● WHAT TO PRODUCE: The records below must be transcribed exactly.
BEGIN SOURCE DATA
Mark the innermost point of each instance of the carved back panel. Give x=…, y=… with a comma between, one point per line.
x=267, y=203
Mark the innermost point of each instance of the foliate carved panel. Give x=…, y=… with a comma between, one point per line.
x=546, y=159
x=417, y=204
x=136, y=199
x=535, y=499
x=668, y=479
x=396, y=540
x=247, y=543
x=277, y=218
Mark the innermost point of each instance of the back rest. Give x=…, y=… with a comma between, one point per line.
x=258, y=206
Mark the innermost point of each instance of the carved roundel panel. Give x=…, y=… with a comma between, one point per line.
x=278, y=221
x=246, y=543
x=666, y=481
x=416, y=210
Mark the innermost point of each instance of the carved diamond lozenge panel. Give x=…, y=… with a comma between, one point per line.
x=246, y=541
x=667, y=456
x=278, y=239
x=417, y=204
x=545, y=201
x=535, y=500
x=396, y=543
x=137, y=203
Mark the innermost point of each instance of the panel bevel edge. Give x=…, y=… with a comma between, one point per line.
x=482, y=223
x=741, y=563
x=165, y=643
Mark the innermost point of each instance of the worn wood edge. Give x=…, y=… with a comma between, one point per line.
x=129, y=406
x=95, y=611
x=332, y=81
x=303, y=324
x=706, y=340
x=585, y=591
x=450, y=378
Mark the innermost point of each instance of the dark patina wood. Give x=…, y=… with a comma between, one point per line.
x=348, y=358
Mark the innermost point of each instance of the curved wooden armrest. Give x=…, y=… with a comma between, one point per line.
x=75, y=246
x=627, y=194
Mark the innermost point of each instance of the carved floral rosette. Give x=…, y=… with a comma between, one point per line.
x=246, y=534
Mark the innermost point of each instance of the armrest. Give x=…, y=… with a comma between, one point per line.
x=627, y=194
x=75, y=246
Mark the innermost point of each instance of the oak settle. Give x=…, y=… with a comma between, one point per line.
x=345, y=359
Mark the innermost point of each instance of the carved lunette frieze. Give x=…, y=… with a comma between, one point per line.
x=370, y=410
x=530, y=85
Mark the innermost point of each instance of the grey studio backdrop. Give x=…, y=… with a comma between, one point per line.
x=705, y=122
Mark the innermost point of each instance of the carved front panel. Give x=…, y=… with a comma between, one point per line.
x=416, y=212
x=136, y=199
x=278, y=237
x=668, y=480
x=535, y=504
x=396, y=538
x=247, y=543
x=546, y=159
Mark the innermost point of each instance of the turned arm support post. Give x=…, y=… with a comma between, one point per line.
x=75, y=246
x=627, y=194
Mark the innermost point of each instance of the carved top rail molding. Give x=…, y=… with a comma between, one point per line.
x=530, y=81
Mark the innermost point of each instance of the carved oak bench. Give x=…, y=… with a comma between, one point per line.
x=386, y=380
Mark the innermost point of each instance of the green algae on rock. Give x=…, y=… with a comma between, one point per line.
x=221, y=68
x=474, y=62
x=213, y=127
END SOURCE DATA
● RESPONSE AREA:
Mark the innermost point of each instance of the carved back panel. Give x=…, y=… with a comma between, one point per line.
x=267, y=203
Mark the innermost point of each instance of the foliate carved panel. Give x=…, y=… with a comma between, one point per line.
x=546, y=159
x=417, y=204
x=136, y=199
x=535, y=499
x=668, y=479
x=396, y=540
x=247, y=543
x=277, y=218
Mark the innermost point of each instance of the back rest. Give x=…, y=… with a comma between, one point per line.
x=258, y=206
Mark the innermost point of each instance of the carved roundel panel. Give x=…, y=… with a comma between, one point per line.
x=278, y=221
x=246, y=543
x=666, y=481
x=416, y=210
Mark the innermost point of each instance of the carved diamond lozenge panel. Give x=…, y=… with a comma between, one point per line.
x=246, y=541
x=667, y=456
x=278, y=239
x=417, y=204
x=545, y=201
x=535, y=500
x=396, y=543
x=137, y=203
Mark the innermost point of each instance of the panel bevel edge. Give x=…, y=… with a comma between, one point per line.
x=482, y=223
x=741, y=563
x=165, y=643
Mark the innermost point of each instance of the worn wood edge. Give x=…, y=… with a comma between, one point per line.
x=129, y=406
x=95, y=611
x=332, y=81
x=303, y=324
x=706, y=340
x=585, y=591
x=450, y=378
Mark the innermost point of each instance of the dark patina wood. Give x=…, y=… with a comma between, one point per line.
x=348, y=358
Mark the innermost point of each instance of the curved wooden armrest. Give x=…, y=… with a comma between, one point per line.
x=75, y=246
x=627, y=194
Mark the innermost point of each instance of the carved floral rosette. Give x=…, y=… with a comma between, one point per line.
x=246, y=534
Mark the innermost point of each instance of the armrest. Give x=…, y=… with a comma between, one point per line.
x=627, y=194
x=75, y=246
Mark the innermost point of each instance of the oak settle. Give x=…, y=… with a comma between, one point per line.
x=345, y=359
Mark the innermost point of each instance of the carved lunette frieze. Give x=…, y=… with a comma between, one point per line.
x=370, y=410
x=530, y=85
Mark the innermost point of each instance of the grey studio backdrop. Give x=…, y=… with a comma between, one point per line.
x=705, y=122
Mark the innermost point of each instance of the carved front panel. Give x=…, y=… with a comma between, one point per line.
x=416, y=212
x=136, y=199
x=278, y=237
x=668, y=480
x=535, y=504
x=396, y=538
x=247, y=543
x=546, y=159
Mark the innermost point of each instance of the turned arm support post. Give x=…, y=… with a comma between, one point per line.
x=75, y=246
x=627, y=194
Mark the innermost point of each instance of the carved top rail molding. Give x=…, y=… with a comma between, one point per line.
x=530, y=81
Mark the innermost point of each instance of the carved oak bench. Give x=…, y=… with a comma between, one point per line.
x=386, y=380
Mark the innermost point of each instance of the green algae on rock. Give x=…, y=… with a comma between, one point per line.
x=221, y=68
x=474, y=62
x=213, y=127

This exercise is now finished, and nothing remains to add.